TEXT
Two basic variations of 64 Kbps PCM are commonly used: µ-law and a-law. The methods are similar in that they both use logarithmic compression to achieve 12 to 13 bits of linear PCM quality in 8 bits, but they are different in relatively minor compression details (µ-law has a slight advantage in low-level, signal-to-noise ratio performance). Usage is historically along country and regional boundaries, with North America using µ-law and Europe and other countries using a-law modulation. It is important to note that when making a long-distance call, any required µ-law to a-law conversion is the responsibility of the µ-law country.

Another compression method used often is adaptive differential pulse code modulation (ADPCM). A commonly used instance of ADPCM is ITU-T G.726, which encodes using 4-bit samples, giving a transmission rate of 32 Kbps. Unlike PCM, the 4 bits do not directly encode the amplitude of speech, but they do encode the differences in amplitude, as well as the rate of change of that amplitude, employing some rudimentary linear prediction.

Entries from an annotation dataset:
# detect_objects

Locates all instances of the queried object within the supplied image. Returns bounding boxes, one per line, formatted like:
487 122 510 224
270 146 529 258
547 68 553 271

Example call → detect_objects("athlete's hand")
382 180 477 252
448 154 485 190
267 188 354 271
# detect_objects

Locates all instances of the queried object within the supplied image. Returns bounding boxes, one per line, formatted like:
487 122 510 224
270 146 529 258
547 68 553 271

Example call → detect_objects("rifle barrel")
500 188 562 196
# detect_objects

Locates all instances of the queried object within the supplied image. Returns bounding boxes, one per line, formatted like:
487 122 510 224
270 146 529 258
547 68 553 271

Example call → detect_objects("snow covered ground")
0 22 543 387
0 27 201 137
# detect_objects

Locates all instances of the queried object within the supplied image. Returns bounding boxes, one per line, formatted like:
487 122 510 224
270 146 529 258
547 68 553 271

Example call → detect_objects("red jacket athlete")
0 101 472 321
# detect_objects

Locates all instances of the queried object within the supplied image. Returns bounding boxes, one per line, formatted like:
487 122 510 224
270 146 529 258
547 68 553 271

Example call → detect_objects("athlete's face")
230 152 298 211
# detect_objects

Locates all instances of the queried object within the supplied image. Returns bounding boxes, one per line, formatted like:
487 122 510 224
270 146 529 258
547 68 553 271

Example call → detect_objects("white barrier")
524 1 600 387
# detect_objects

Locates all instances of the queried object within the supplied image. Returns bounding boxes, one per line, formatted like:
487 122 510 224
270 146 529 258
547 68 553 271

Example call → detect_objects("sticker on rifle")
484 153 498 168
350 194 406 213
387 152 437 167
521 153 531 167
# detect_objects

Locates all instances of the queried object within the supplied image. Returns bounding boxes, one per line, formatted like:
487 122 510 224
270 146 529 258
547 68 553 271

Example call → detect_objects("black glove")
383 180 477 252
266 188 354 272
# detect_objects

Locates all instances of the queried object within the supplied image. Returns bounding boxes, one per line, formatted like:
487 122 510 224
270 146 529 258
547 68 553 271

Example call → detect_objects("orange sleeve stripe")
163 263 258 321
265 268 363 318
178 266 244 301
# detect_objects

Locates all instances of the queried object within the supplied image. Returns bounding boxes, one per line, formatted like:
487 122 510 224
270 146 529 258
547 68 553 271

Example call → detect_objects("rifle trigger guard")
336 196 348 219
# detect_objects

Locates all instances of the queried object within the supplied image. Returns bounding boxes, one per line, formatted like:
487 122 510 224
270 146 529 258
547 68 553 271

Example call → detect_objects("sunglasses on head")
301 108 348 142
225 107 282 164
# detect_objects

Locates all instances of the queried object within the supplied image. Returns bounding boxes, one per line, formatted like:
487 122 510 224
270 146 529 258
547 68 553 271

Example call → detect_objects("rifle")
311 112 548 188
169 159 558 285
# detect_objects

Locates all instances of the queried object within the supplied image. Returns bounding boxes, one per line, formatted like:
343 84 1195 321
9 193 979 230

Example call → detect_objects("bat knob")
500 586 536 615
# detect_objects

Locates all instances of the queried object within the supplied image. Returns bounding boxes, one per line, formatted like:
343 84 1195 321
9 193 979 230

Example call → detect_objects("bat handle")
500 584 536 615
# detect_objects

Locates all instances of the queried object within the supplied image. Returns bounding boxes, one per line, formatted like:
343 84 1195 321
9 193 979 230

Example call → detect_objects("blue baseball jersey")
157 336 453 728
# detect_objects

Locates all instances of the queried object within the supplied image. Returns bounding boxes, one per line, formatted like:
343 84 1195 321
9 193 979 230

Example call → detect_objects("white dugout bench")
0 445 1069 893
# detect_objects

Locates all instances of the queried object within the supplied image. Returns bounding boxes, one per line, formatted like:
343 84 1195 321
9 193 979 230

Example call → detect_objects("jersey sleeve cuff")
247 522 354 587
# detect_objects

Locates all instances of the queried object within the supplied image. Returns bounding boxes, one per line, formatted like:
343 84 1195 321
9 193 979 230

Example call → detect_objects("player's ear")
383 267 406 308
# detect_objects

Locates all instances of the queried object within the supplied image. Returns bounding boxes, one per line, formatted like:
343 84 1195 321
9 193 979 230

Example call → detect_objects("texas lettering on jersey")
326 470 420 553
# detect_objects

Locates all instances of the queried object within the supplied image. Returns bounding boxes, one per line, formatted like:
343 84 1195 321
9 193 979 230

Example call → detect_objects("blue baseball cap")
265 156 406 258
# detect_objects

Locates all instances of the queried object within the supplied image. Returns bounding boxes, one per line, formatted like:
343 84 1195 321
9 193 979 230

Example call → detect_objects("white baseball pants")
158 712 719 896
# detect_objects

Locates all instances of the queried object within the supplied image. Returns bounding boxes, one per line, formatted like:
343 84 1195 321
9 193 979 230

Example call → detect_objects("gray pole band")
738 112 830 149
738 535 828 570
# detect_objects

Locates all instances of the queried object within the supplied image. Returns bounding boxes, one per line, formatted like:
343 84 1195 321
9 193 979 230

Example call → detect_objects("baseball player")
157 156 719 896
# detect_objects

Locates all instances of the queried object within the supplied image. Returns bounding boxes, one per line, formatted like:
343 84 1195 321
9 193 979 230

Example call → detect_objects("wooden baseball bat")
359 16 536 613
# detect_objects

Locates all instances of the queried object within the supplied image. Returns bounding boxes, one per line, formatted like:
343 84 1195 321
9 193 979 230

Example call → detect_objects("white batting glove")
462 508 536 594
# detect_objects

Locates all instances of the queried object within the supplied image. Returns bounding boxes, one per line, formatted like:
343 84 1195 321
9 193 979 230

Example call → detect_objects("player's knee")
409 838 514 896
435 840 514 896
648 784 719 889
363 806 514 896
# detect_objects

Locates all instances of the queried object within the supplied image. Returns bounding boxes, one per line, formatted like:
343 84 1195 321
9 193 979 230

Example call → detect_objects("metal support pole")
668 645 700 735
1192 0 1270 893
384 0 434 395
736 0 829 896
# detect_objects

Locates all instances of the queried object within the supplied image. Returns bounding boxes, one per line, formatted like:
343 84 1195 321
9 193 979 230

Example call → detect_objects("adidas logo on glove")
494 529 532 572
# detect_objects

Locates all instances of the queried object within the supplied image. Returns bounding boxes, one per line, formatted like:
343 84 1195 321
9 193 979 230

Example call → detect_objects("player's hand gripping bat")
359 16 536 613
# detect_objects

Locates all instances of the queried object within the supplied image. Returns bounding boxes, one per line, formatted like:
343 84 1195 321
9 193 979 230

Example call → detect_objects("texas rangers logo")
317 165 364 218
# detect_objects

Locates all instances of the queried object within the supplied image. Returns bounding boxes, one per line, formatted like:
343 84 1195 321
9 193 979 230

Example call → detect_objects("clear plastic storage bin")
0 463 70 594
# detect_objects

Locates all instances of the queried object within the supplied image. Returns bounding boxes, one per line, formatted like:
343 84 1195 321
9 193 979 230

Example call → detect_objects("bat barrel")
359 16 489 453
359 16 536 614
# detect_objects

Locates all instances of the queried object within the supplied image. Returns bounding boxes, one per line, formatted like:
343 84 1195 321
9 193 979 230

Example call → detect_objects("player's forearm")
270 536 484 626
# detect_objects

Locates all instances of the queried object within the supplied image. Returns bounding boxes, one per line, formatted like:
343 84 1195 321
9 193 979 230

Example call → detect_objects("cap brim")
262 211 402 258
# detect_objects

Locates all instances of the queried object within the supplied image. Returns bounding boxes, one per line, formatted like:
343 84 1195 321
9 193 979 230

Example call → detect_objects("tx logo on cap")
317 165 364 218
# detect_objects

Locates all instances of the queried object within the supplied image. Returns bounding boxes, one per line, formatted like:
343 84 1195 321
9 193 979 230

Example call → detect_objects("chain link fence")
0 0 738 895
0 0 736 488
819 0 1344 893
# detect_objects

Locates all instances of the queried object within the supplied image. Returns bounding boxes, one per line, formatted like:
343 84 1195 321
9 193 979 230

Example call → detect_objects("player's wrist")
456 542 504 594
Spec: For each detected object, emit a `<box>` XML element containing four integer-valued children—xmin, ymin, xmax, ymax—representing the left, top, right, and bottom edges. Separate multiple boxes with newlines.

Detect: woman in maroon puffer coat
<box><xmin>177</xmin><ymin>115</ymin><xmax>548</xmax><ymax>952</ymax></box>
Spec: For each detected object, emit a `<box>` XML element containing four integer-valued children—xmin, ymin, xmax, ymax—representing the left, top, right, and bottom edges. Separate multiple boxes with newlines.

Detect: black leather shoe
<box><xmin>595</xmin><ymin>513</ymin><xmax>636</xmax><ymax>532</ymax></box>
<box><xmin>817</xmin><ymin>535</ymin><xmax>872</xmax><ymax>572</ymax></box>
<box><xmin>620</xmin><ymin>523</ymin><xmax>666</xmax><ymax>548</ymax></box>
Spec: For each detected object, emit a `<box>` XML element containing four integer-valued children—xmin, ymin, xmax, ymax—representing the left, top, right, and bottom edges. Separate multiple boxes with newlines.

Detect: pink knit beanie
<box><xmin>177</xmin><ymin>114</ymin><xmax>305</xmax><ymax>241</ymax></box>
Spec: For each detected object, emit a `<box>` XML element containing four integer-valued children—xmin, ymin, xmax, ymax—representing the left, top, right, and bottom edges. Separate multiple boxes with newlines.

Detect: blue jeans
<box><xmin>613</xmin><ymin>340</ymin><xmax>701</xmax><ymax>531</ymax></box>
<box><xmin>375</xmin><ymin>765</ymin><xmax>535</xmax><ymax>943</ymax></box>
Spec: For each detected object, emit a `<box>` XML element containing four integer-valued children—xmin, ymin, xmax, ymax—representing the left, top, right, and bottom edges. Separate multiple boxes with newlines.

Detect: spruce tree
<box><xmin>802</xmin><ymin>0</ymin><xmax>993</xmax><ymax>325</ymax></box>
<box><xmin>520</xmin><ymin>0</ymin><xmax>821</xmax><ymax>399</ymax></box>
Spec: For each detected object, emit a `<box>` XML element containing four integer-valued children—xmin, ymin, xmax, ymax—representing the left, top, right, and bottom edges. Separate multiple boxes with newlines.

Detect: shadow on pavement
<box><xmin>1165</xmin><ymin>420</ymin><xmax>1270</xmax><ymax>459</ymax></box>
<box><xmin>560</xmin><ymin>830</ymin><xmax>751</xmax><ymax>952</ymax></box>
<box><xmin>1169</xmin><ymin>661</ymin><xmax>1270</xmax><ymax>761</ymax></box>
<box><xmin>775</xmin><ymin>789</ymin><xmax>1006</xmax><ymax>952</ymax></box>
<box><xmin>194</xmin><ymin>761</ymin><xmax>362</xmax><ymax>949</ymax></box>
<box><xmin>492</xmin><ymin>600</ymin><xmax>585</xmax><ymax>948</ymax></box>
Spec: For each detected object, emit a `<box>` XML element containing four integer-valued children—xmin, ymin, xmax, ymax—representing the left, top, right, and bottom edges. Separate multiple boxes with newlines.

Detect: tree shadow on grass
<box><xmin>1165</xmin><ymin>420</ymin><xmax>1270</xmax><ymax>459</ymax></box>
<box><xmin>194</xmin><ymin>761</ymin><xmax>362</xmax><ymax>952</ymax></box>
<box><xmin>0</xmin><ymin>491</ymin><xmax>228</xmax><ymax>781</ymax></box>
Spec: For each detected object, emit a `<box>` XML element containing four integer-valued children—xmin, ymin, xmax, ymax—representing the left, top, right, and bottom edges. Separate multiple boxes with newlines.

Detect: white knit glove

ACTIONS TO TAKE
1. Name every speech encoding method or standard that the text on speech compression mentions.
2. Copy from the text on speech compression, word for word, starting at "Another compression method" and ending at "rudimentary linear prediction.".
3. Proceed with the text on speech compression from the point where it stops.
None of the items is needed for this work.

OUTPUTS FOR THE TASKS
1. 64 Kbps PCM, linear PCM, µ-law, a-law, adaptive differential pulse code modulation (ADPCM), ITU-T G.726

2.
Another compression method used often is adaptive differential pulse code modulation (ADPCM). A commonly used instance of ADPCM is ITU-T G.726, which encodes using 4-bit samples, giving a transmission rate of 32 Kbps. Unlike PCM, the 4 bits do not directly encode the amplitude of speech, but they do encode the differences in amplitude, as well as the rate of change of that amplitude, employing some rudimentary linear prediction.

3.
PCM and ADPCM are examples of waveform codecs—compression techniques that exploit redundant characteristics of the waveform itself. New compression techniques were developed over the past 10 to 15 years that further exploit knowledge of the source characteristics of speech generation. These techniques employ signal processing procedures that compress speech by sending only simplified parametric information about the original speech excitation and vocal tract shaping, requiring less bandwidth to transmit that information.

These techniques can be grouped together generally as source codecs and include variations such as linear predictive coding (LPC), code excited linear prediction compression (CELP), and multipulse, multilevel quantization (MP-MLQ).

Voice Coding Standards

The ITU-T standardizes CELP, MP-MLQ PCM, and ADPCM coding schemes in its G-series recommendations. The most popular voice coding standards for telephony and packet voice include:

  • G.711 —Describes the 64 Kbps PCM voice coding technique outlined earlier; G.711-encoded voice is already in the correct format for digital voice delivery in the public phone network or through Private Branch eXchanges (PBXs).
  • G.726 —Describes ADPCM coding at 40, 32, 24, and 16 Kbps; you also can interchange ADPCM voice between packet voice and public phone or PBX networks, provided that the latter has ADPCM capability.
  • G.728 —Describes a 16 Kbps low-delay variation of CELP voice compression.
  • G.729 —Describes CELP compression that enables voice to be coded into 8 Kbps streams; two variations of this standard (G.729 and G.729 Annex A) differ largely in computational complexity, and both generally provide speech quality as good as that of 32 Kbps ADPCM.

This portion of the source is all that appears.